» **Written task**
Set the listing down unchanged, minus every embedded image.

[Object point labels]
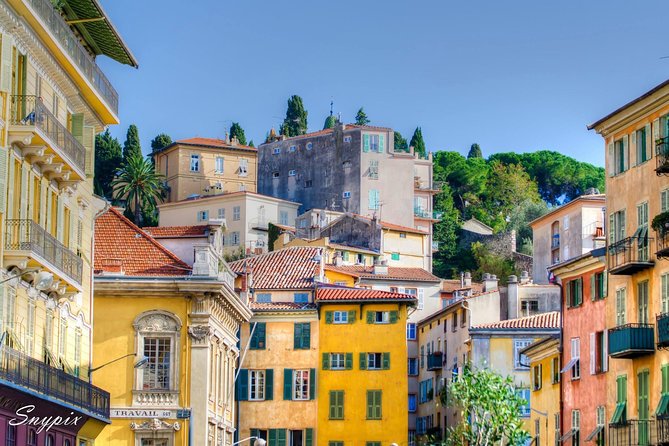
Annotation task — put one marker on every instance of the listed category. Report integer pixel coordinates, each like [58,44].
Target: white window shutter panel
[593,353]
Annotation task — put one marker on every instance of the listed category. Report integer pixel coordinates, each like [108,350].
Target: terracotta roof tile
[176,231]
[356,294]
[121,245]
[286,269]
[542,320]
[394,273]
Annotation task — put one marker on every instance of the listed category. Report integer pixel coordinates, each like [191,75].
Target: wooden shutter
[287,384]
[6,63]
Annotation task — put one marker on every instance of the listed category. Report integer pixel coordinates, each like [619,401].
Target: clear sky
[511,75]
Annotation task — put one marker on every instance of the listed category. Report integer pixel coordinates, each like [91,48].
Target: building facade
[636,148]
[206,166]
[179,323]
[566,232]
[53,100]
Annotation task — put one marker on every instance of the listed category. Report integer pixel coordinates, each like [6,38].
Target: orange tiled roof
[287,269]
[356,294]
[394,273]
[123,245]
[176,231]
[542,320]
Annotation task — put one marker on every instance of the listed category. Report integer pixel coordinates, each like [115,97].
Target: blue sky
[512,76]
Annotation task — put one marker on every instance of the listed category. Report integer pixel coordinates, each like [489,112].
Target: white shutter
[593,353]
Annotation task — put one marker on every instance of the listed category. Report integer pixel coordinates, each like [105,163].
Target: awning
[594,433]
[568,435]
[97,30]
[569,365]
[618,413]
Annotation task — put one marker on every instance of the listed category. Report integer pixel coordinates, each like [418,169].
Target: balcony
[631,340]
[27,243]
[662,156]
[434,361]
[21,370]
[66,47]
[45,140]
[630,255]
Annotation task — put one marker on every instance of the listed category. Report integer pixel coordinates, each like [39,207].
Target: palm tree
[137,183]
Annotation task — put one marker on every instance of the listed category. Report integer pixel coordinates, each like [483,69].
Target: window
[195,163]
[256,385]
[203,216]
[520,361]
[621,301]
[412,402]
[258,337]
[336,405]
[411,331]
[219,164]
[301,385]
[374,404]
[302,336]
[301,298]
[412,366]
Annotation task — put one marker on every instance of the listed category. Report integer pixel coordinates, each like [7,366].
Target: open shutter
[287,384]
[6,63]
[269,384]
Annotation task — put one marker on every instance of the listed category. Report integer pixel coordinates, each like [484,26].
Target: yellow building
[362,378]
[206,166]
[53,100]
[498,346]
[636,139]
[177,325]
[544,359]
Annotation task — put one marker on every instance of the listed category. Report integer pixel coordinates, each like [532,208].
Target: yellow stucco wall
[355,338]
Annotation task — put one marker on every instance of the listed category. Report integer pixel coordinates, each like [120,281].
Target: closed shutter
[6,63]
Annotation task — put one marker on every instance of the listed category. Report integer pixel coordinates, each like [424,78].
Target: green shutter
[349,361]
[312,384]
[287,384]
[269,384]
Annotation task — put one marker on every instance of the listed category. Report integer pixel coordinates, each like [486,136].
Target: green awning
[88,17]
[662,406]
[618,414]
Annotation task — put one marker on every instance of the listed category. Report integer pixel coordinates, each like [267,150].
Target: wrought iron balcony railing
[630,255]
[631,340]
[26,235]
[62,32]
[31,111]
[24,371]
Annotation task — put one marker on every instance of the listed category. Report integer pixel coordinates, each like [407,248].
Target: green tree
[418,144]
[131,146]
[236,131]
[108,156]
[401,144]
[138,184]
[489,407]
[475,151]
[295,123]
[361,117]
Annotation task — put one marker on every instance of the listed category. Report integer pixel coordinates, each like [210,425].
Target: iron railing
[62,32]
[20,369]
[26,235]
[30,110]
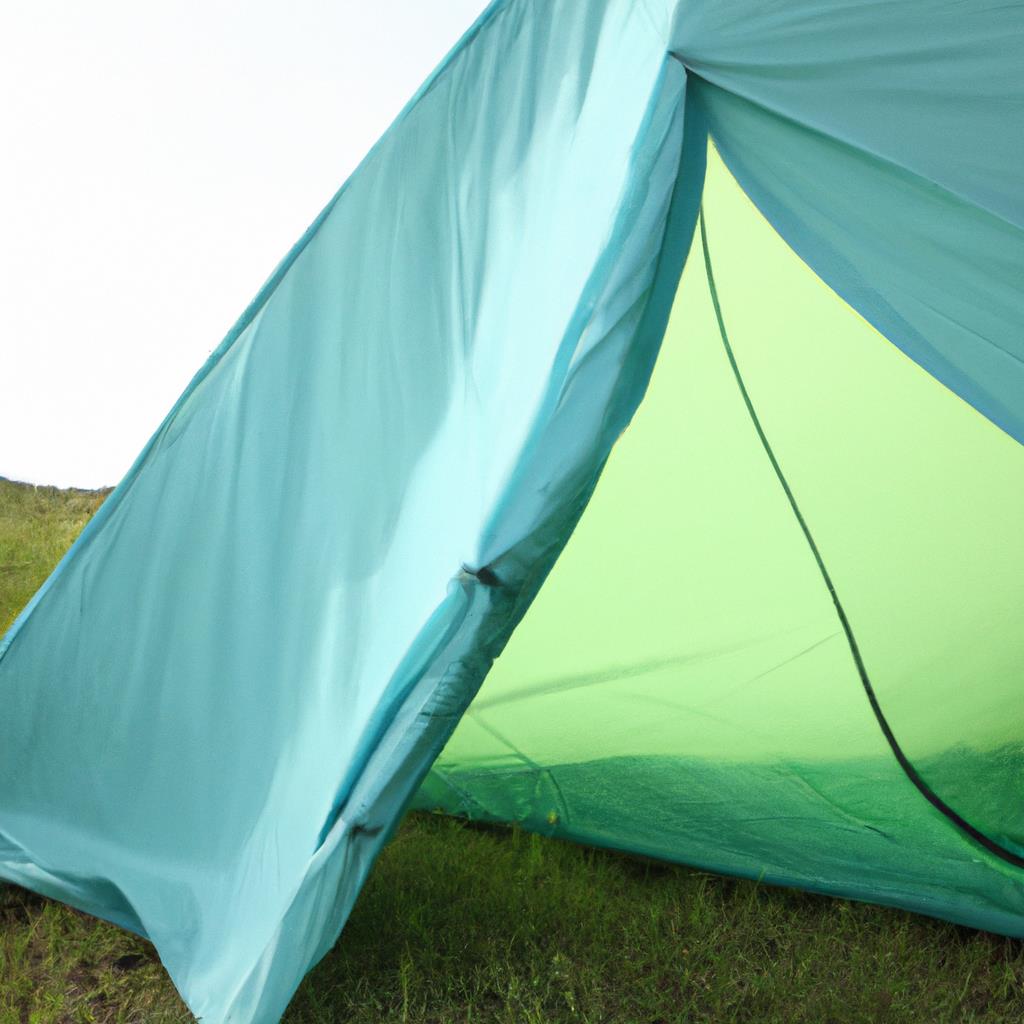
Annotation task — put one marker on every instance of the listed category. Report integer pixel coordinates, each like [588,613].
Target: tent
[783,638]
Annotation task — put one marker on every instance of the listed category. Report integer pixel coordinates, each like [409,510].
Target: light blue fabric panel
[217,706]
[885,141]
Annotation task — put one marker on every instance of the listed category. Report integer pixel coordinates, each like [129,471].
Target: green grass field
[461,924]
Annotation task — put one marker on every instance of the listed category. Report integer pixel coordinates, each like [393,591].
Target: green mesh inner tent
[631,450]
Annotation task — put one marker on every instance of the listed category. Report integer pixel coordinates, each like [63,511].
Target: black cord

» **Exercise result**
Annotation task — put one marker on every instance of the listed category. Report integer pixel coordinates, each like [58,44].
Target: white window shutter panel
[593,353]
Annotation task — put one marker on every instance of the listed category. Report integer pixel coordinates, each like [108,350].
Target: terracotta roof tile
[176,231]
[356,294]
[121,245]
[286,269]
[542,320]
[394,273]
Annotation task — put one marker on every instance of the listed category. Report integer pixel coordinates, each like [191,75].
Target: wooden shutter
[287,384]
[6,63]
Annotation task — put one marker on every instance of the listed category. Report integer pixel coordinates, each like [619,401].
Target: clear sky
[511,75]
Annotation task — put one marker on every instance of the listed category. Report integer pixel coordinates, each like [91,48].
Target: building facade
[636,148]
[206,166]
[179,323]
[566,232]
[53,100]
Annotation task — put one marker on every instance of the listed category. Report integer pixel coordinates, each like [6,38].
Target: orange tiled roof
[287,269]
[356,294]
[394,273]
[123,245]
[176,231]
[542,320]
Annotation task — put one marker on every instance of the listed category. Report integer pixel coordinates, each like [115,97].
Target: blue sky
[512,76]
Annotation task — put one marker on every instance of the listed category. Report integer pixel coordinates, each like [489,112].
Target: white shutter
[593,353]
Annotation task — put one marker on every instance of the listed category. Report integer pixel coordinates, each like [105,163].
Target: awning
[594,433]
[568,435]
[97,30]
[569,365]
[618,413]
Annotation task — put one marker on every instance of the listed category. Report integer pixel coordinates, each like [418,169].
Target: balcony
[631,340]
[27,243]
[662,156]
[434,361]
[21,370]
[66,47]
[45,140]
[630,255]
Annotation task — put one marker on every instance of the listed category. Report integer pixel coordinates, each like [39,207].
Target: palm tree
[137,183]
Annotation task — put one marker on every instance of the listed category. Report integer pixel coordinates, each like [483,69].
Target: window
[195,163]
[256,385]
[203,216]
[520,361]
[621,301]
[412,402]
[258,337]
[336,405]
[411,331]
[219,164]
[301,385]
[374,404]
[302,336]
[301,298]
[412,366]
Annotation task — put one marker on every instance of the listed category. Report integer pixel coordinates, each like [7,366].
Target: open shutter
[287,384]
[6,63]
[269,384]
Annotation task — put one marker on every instance of the listed category. Report integer pixel coordinates, each like [484,26].
Target: yellow building
[362,378]
[206,166]
[53,100]
[498,346]
[636,139]
[177,325]
[544,359]
Annotation task — put one marker on every instance of the listed category. Report integer pixel coordinates, each like [532,208].
Target: yellow stucco wall
[355,338]
Annotation task — put one marker on every instance of the listed category. Report integer pixel coordinates, each like [120,281].
Target: closed shutter
[6,63]
Annotation task — put one marker on every instance of the listed category. Report integer pixel coordinates, each like [424,78].
Target: green shutter
[349,361]
[312,384]
[287,384]
[269,384]
Annotation task — put one marker on every instance of the listed category. Report integer pixel coordinates, each like [486,136].
Target: green awning
[88,17]
[662,406]
[618,414]
Annotation task — put one marker on every instance of the listed category. Report integer pixel coordinates, each like [267,150].
Target: wrought iron balcony railing
[630,255]
[631,340]
[26,235]
[62,32]
[31,111]
[24,371]
Annotation task — put one marker on every instance of the listed category. Report integer pixel coordinates, each like [407,248].
Target: green tree
[418,144]
[131,146]
[236,131]
[108,156]
[401,144]
[138,184]
[489,407]
[475,151]
[295,123]
[361,117]
Annotation task — put one marker on every instance of the listed category. Report integer pixel coordinates, each like [210,425].
Target: iron railing
[62,32]
[20,369]
[26,235]
[30,110]
Annotation task — put one marker on every instance of the listed category. Report integer pixel coordinates, each like [588,613].
Target: tent
[783,638]
Annotation task — put one marker on every instance of the listed category. Report integer pixel coordinates, each like [409,510].
Target: light blue fabric panel
[217,706]
[885,141]
Annotation task — put one marker on every instance of the listed category. Report integer pixel coordinates, each like [129,471].
Target: green grass field
[461,924]
Annotation task — put one marker on every instance of the listed category. Report integer pixel coordinates, each like [393,591].
Target: green mesh inner tent
[631,450]
Annotation task — put one marker on every instance of the listed category. Report integer pixel coordinates, each like [63,511].
Target: black cord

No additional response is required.